● Records from a dataset
+ + +

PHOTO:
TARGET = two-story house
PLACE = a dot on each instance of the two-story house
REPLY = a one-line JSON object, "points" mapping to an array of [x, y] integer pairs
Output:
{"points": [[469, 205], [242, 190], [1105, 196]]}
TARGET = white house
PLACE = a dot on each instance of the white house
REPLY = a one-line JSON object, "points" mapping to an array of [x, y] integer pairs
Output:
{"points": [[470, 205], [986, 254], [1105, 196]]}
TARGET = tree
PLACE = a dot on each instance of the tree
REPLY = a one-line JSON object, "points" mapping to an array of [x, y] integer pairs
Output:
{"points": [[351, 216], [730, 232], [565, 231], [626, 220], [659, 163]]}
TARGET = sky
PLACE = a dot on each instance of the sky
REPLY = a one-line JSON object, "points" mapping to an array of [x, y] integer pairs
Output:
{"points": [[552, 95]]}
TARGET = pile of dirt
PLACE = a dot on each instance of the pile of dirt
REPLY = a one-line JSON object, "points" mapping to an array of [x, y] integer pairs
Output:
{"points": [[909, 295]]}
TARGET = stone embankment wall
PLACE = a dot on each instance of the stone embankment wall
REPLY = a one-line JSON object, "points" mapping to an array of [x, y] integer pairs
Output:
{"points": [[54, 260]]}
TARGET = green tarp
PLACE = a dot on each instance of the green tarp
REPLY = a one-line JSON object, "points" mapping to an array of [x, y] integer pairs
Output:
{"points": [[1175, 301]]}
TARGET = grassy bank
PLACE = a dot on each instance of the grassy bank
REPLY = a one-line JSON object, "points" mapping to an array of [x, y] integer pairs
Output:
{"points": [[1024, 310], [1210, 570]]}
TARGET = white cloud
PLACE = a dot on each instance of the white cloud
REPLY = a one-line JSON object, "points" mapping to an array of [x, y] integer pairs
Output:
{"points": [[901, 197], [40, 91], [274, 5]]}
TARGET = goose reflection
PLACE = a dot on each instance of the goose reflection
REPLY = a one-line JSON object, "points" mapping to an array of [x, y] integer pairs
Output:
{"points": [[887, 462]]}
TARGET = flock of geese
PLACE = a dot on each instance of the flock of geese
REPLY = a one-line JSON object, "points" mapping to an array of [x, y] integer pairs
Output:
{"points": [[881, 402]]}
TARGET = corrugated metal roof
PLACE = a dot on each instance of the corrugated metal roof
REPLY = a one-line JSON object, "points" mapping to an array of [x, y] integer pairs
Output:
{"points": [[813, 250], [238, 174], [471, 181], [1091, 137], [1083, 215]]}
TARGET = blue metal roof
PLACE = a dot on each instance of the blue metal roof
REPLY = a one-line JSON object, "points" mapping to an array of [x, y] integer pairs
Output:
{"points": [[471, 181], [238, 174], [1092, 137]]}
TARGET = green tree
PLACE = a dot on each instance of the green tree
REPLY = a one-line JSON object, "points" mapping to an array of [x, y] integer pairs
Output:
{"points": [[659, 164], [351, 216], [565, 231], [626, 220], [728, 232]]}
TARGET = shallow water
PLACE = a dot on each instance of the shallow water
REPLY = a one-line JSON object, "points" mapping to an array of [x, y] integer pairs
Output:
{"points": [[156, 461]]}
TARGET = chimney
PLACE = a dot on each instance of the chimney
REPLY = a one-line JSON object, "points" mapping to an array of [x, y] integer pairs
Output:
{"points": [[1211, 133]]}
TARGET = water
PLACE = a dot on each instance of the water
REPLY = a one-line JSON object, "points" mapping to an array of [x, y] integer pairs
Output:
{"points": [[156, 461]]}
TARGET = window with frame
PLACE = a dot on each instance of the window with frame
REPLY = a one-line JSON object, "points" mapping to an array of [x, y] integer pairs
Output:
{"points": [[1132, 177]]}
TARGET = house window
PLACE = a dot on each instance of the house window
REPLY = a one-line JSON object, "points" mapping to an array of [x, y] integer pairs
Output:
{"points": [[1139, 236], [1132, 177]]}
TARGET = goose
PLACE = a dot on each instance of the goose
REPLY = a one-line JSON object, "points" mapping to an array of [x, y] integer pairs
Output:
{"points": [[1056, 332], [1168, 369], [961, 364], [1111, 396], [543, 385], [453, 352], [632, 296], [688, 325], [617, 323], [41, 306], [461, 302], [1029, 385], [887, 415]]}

+ + +

● EXERCISE INSTRUCTIONS
Could you please retype the lines from the start of the data through the line with "PLACE = a dot on each instance of the pile", both included, and nothing else?

● PROBLEM SOLUTION
PHOTO:
TARGET = two-story house
PLACE = a dot on each instance of the two-story house
REPLY = a one-line JSON object, "points" mapping to an array of [x, y] integer pairs
Output:
{"points": [[469, 205], [242, 190], [1105, 196]]}
TARGET = white house
PLACE = a dot on each instance of the white house
REPLY = a one-line JSON object, "points" mapping to an array of [x, y] integer pairs
Output:
{"points": [[470, 205], [986, 254], [1105, 196]]}
TARGET = tree
PLACE = a dot on each instance of the tree
REPLY = a one-line JSON object, "points" mapping to an array of [x, y] integer pairs
Output:
{"points": [[351, 216], [730, 232], [565, 231], [626, 220], [659, 163]]}
TARGET = sky
PLACE = a dot on each instance of the sky
REPLY = a one-line JSON object, "points" mapping to an array of [x, y] integer pairs
Output:
{"points": [[552, 95]]}
TARGET = pile of dirt
PLACE = a dot on each instance of the pile of dirt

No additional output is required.